- Texto apresentado:
::::
De acordo com a sabedoria feminista, sexualidade é para ser entendia através dos conceitos de poder e escolha. Não é uma questão de algo tão banal biológico quanto a produção de crianças, ou até mesmo a noção mais elevada de criação de intimidade e confiança. Às vezes até parece que o sexo nem deveria ser divertido. O objetivo da sexualidade feminina é afirmar o poder sobre os homens infelizes, para controle, vingança, prazer próprio ou forçar um compromisso. Uma mulher que se recusa a expressar-se na atividade sexual, assim, cai vítima de uma sociedade dominada pelos homens, que pretende impedir as mulheres de se tornarem poderosas. Por outro lado, diz-se, uma mulher que se torna sexualmente ativa descobre seu poder sobre os homens e o exercita, supostamente para sua valorização pessoal.
::::
Registros de origem
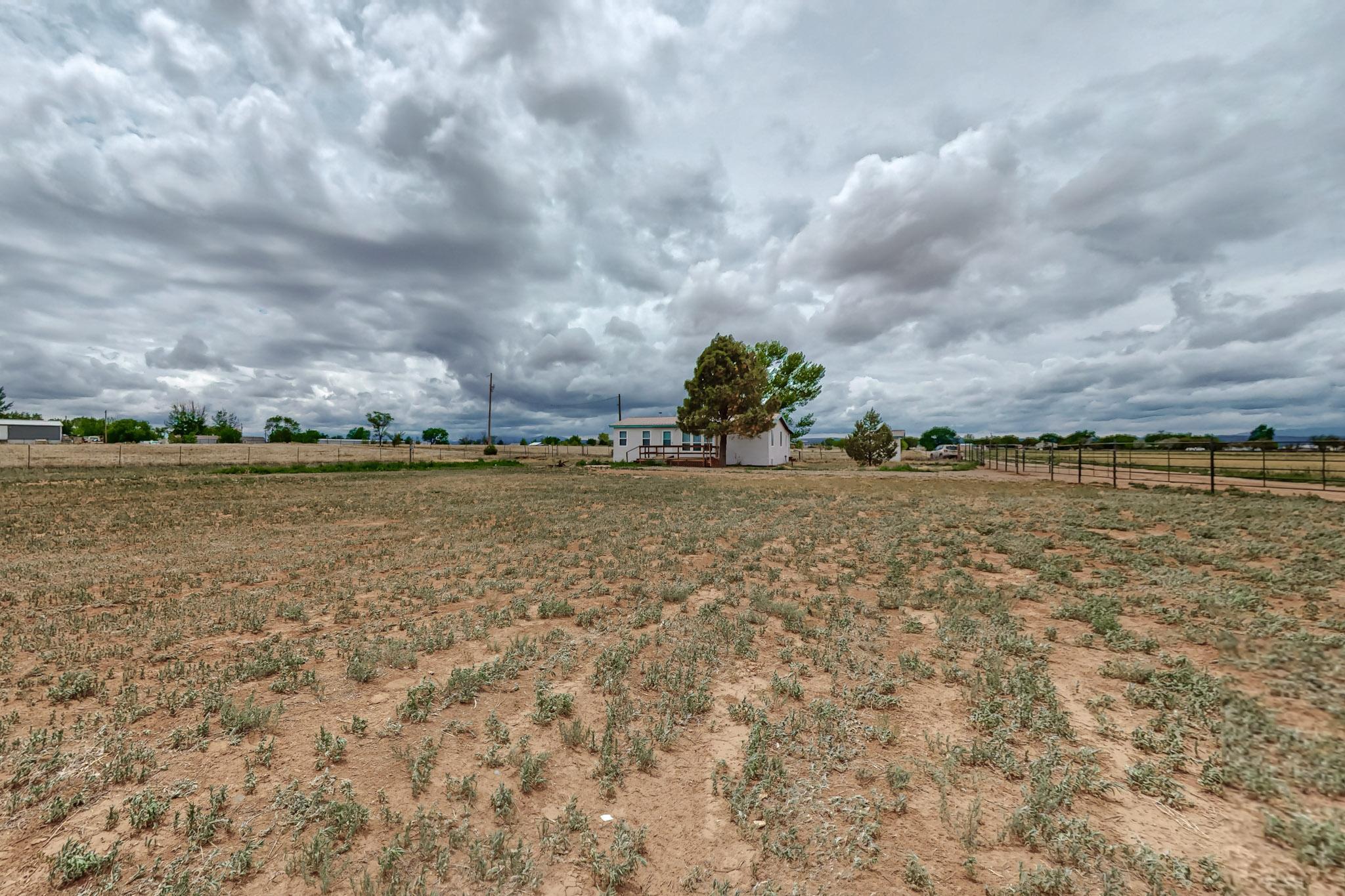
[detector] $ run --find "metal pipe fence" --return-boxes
[960,439,1345,492]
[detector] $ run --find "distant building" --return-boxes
[0,417,60,444]
[611,416,793,466]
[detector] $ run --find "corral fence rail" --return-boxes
[960,438,1345,492]
[0,442,612,470]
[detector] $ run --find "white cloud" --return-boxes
[0,0,1345,434]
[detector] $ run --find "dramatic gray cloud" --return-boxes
[0,0,1345,435]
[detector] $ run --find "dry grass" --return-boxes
[0,467,1345,893]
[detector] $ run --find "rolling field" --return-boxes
[0,467,1345,896]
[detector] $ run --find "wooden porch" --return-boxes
[636,442,722,466]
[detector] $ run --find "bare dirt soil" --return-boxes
[0,467,1345,895]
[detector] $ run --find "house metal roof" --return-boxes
[612,416,793,435]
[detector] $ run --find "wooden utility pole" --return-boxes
[485,373,495,444]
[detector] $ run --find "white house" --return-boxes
[0,417,60,444]
[612,416,793,466]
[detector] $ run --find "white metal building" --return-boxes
[611,416,793,466]
[0,417,60,444]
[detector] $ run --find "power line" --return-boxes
[500,395,617,412]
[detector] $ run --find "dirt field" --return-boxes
[0,467,1345,895]
[0,443,871,470]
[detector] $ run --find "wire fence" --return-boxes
[0,442,612,470]
[960,439,1345,492]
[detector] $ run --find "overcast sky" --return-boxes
[0,0,1345,438]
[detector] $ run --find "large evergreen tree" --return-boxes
[845,407,897,466]
[753,340,827,438]
[676,335,779,463]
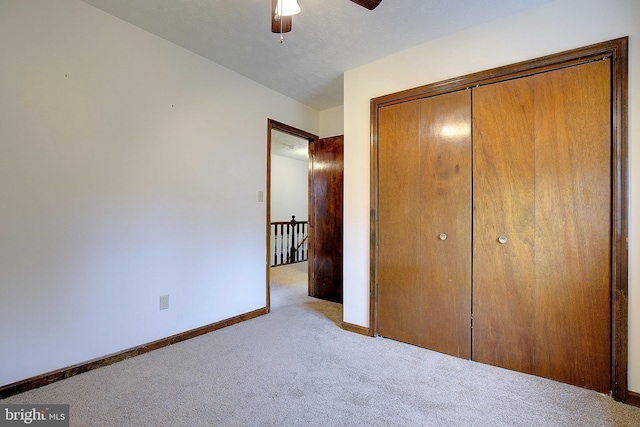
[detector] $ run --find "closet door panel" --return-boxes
[472,78,535,373]
[535,60,611,393]
[420,90,471,359]
[377,101,423,345]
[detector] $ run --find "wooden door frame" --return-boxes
[265,119,318,313]
[369,37,629,402]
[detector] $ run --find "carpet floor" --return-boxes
[0,264,640,426]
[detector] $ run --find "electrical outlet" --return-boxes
[160,295,169,310]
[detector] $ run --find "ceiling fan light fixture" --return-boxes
[276,0,301,16]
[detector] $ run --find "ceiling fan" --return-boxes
[271,0,382,38]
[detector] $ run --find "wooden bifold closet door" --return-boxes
[378,90,471,358]
[376,59,612,392]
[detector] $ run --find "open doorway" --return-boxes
[266,120,318,311]
[267,120,344,311]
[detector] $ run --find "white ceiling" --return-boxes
[271,129,309,162]
[82,0,551,111]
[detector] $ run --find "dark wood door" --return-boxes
[378,90,471,358]
[473,79,536,373]
[473,60,611,392]
[309,136,344,303]
[377,101,423,345]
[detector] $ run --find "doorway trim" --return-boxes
[369,37,629,402]
[265,119,318,313]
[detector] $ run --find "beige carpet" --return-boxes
[0,264,640,426]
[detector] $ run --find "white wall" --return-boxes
[319,105,344,138]
[271,155,309,222]
[0,0,319,385]
[344,0,640,392]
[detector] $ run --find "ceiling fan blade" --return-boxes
[351,0,382,10]
[271,0,293,33]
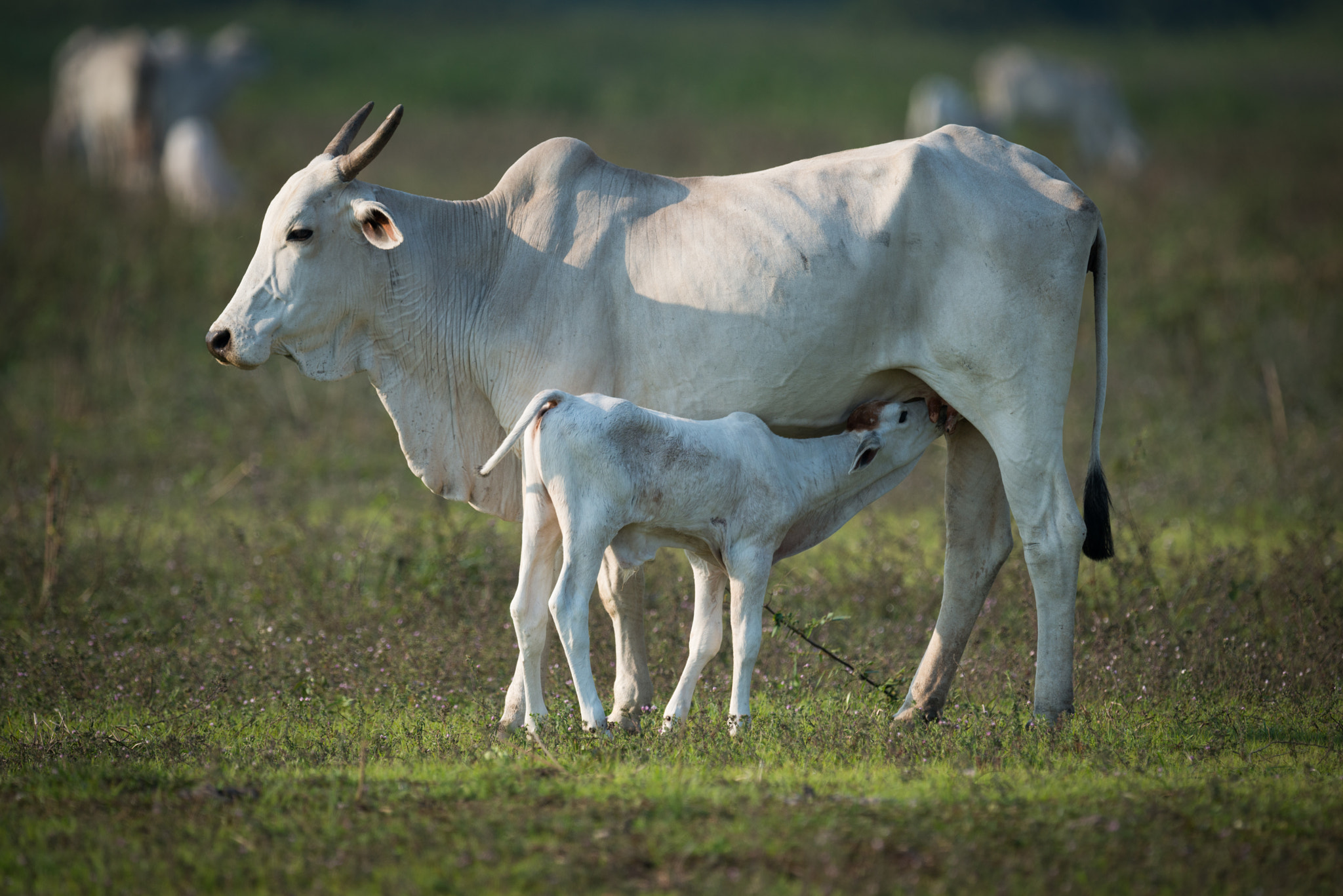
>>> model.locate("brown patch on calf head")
[928,395,960,433]
[843,400,891,433]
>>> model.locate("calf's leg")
[662,551,728,732]
[728,548,774,735]
[896,420,1011,720]
[500,484,560,731]
[596,547,652,732]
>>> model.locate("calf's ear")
[849,433,881,473]
[351,199,405,248]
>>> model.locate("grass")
[0,8,1343,893]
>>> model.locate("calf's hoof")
[606,708,639,735]
[892,703,938,728]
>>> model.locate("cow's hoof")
[892,707,938,728]
[606,709,641,735]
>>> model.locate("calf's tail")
[475,389,569,476]
[1083,227,1115,560]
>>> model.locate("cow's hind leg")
[896,420,1011,720]
[1003,446,1087,722]
[596,548,652,732]
[728,548,774,735]
[662,551,728,732]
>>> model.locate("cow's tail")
[1083,227,1115,560]
[475,389,569,476]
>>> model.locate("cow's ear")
[352,199,405,248]
[849,433,881,473]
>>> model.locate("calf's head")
::::
- Instrução A: Indique se cada afirmação concorda com o texto apresentado: (i) a sexualidade deve ser entendida por meio dos conceitos de poder e escolha; (ii) a mulher que se torna sexualmente ativa descobre seu poder sobre os homens; (iii) a mulher que se recusa a expressar-se na atividade sexual torna-se poderosa. Para cada uma, responda sim ou não e cite literalmente as palavras do texto que decidem a resposta.
- Instrução B: Transcreva sem alterações a parte do texto apresentado que se abre com as palavras contendo "De acordo com" e se fecha com "sua valorização pessoal.".

- Resposta da tarefa A:
(i) Sim: "sexualidade é para ser entendia através dos conceitos de poder e escolha"
(ii) Sim: "uma mulher que se torna sexualmente ativa descobre seu poder sobre os homens e o exercita"
(iii) Não: "Uma mulher que se recusa a expressar-se na atividade sexual, assim, cai vítima de uma sociedade dominada pelos homens"

- Resposta da tarefa B:
De acordo com a sabedoria feminista, sexualidade é para ser entendia através dos conceitos de poder e escolha. Não é uma questão de algo tão banal biológico quanto a produção de crianças, ou até mesmo a noção mais elevada de criação de intimidade e confiança. Às vezes até parece que o sexo nem deveria ser divertido. O objetivo da sexualidade feminina é afirmar o poder sobre os homens infelizes, para controle, vingança, prazer próprio ou forçar um compromisso. Uma mulher que se recusa a expressar-se na atividade sexual, assim, cai vítima de uma sociedade dominada pelos homens, que pretende impedir as mulheres de se tornarem poderosas. Por outro lado, diz-se, uma mulher que se torna sexualmente ativa descobre seu poder sobre os homens e o exercita, supostamente para sua valorização pessoal.